**EXTRACT TO READ**.
══════════
Source: Journal of Research on Technology in Education, Vol. 43, No. 4, p. 325–341 (Summer, 2011).
(Reviewed by the Portal Team)
This article explores the potential value of mobile technologies in supporting work-based learning.
The authors describe a small exploratory study that they conducted in health care education in which medical students work in hospital practice.
The authors consider the potential value of mobile devices in the context of internships of co-assistants in clinical practice.
The authors used multiple research methods.
First, the authors interviewed two clinical experts and one co-assistant of the Medical Faculty of Utrecht University.
Then, the authors asked 12 co-assistants to complete a questionnaire.
Finally, the authors set up a pilot with five co-assistants to explore how they would actually use a PDA for these various activities when they were provided to them without any restrictions or obligations regarding use.
The results reveal that co-assistants in both the survey and the pilot are most positive about the potential role of the PDA in searching for clinical information, such as reference books, guidelines or protocols, and rules of thumb.
Furthermore, the co-assistants are positive, to a somewhat lesser extent, about the potential role of a PDA for taking notes, such as keeping track of what they need to do, writing down questions from patients and colleagues, and noting personal reflections during work.
However, most co-assistants do not see the PDA as a valuable tool for communicating with others.
With respect to the potential use of a PDA, the authors conclude that there are perceived possibilities, but the actual use requires changing working routines.
Besides physically integrating the variety of tools used, the authors see two ways a PDA can make a real difference to current work-based learning processes.
First, PDA can turn current work-based learning processes during work into a more situated responsive and reflective process.
Second, a PDA, with its capabilities to log actions, save notes, and record data, could be used for revisiting co-assistants’ questions, reflections, and recordings. It can thereby also enhance work-based learning outside of the work context.
Based on their findings, the authors propose organizing interventions in which students use mobile devices as boundary objects between college and work.
This requires the involvement of teachers and workplace supervisors, commitment in changing working routines, and an attempt to turn internships into periods of and bases for work-based learning.
══════════
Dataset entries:

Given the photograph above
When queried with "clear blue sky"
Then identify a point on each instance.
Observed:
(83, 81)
══════════
**PROBLEMS AND TASKS**.
1 – Answer these questions from the review of the mobile learning article.
(a) How many co-assistants completed the questionnaire?
(b) How many co-assistants took part in the pilot?
(c) What use do most co-assistants not see the PDA as valuable for?
2 – Revise the part of the review starting with "The authors used" and going on through "rules of thumb.", and replace "pilot" with "trial" wherever it occurs.

**ANSWERS TO THE EXERCISE**.
1 –
(a) 12
(b) Five
(c) Communicating with others

2 –
The authors used multiple research methods.
First, the authors interviewed two clinical experts and one co-assistant of the Medical Faculty of Utrecht University.
Then, the authors asked 12 co-assistants to complete a questionnaire.
Finally, the authors set up a trial with five co-assistants to explore how they would actually use a PDA for these various activities when they were provided to them without any restrictions or obligations regarding use.
The results reveal that co-assistants in both the survey and the trial are most positive about the potential role of the PDA in searching for clinical information, such as reference books, guidelines or protocols, and rules of thumb.